**What the task requires:**
Count the lines of the records below that contain the string "outline", treating case as significant. Give only the number.
════════
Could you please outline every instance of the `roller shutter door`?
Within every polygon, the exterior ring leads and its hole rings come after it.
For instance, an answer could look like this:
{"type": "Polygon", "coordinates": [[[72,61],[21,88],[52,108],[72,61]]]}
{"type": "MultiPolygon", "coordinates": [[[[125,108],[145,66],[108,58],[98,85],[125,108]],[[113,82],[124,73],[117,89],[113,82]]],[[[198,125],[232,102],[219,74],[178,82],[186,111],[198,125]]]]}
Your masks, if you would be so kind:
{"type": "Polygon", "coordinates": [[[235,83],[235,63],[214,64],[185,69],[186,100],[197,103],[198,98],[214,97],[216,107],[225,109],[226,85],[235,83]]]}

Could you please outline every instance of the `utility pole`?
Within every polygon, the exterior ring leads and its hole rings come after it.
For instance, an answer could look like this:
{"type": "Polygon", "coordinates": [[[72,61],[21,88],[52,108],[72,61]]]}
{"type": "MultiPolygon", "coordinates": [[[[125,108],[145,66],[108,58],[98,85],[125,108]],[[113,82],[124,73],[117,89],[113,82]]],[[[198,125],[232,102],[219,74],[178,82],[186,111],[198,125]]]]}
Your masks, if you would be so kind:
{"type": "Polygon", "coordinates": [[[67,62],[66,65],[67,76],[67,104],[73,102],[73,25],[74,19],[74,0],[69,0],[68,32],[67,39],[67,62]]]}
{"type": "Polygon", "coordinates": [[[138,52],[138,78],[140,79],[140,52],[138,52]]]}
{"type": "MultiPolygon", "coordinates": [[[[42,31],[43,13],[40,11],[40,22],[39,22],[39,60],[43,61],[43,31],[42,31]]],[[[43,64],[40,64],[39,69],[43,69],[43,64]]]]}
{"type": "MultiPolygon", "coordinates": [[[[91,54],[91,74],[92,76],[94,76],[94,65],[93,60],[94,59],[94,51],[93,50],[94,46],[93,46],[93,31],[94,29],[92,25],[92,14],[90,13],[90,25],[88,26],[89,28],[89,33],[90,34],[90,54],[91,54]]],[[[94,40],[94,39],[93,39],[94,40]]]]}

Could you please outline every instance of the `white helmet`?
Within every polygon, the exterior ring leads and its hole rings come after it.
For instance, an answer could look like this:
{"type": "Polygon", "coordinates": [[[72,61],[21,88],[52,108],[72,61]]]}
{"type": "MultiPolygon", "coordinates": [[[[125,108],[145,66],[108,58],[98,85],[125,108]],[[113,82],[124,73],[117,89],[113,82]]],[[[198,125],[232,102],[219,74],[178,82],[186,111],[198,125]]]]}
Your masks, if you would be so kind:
════════
**Output:**
3